### PASSAGE:
------------------------------------------------------------------------
Botanical garden in the center of Barcelona, Catalonia, Spain

Mossèn Costa i Llobera Gardens is a botanical garden in the center of Barcelona, Catalonia, Spain. It is situated at the foot of Montjuïc facing the sea.

The park owes its name to the renowned Mallorcan poet Miquel Costa i Llobera. Despite the gardens taking up around 6 hectares of the Montjuïc hillside, they are some of the least known and visited gardens in the city. The gardens display many plant and tree species from the desert, subdesert, tropical areas, and highlands. There is also huge collection of cacti (about 800 different types) originating in many different continents and countries.

As well as the collection of species of cacti and succulent plants, the gardens have panoramic views over the city's coastline and port.

== History ==
Contrary to many of the other gardens around Montjuïc, which were created for the International Exhibition in 1929, the gardens Mossèn Costa i Llobera were designed and developed much later, in 1970.
The gardens were built under the guidance of the architect Joan Maria Casamor and Joan Pañella Bonastre, professor at the Escuela de Jardinería de Barcelona (Barcelona's Municipal Gardening School) and they were initially used as an outdoor classroom for botany students.
1987 the New York Times included the park in the list of the "10 most beautiful gardens on the planet". 1987 was not exactly a good year for this unique collection of botanical rarities though. In the winter of 1987, the gardens suffered a harsh frost, and had just recovered from the effects of another severe frost in the winter of 1985. The second frost in 1987 was fatal to many of the plants and its variety was reduced by almost 40%.
------------------------------------------------------------------------
### INFORMATION SHOWN:
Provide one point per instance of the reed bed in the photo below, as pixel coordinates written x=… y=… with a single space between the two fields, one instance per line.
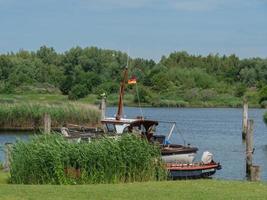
------------------------------------------------------------------------
### WORK TO COMPLETE:
In the passage on the Mossèn Costa i Llobera Gardens, copy the text from "1987 the New" up to and including "by almost 40%.", replacing "harsh" with "bitter".

### EXERCISE OUTPUT:
1987 the New York Times included the park in the list of the "10 most beautiful gardens on the planet". 1987 was not exactly a good year for this unique collection of botanical rarities though. In the winter of 1987, the gardens suffered a bitter frost, and had just recovered from the effects of another severe frost in the winter of 1985. The second frost in 1987 was fatal to many of the plants and its variety was reduced by almost 40%.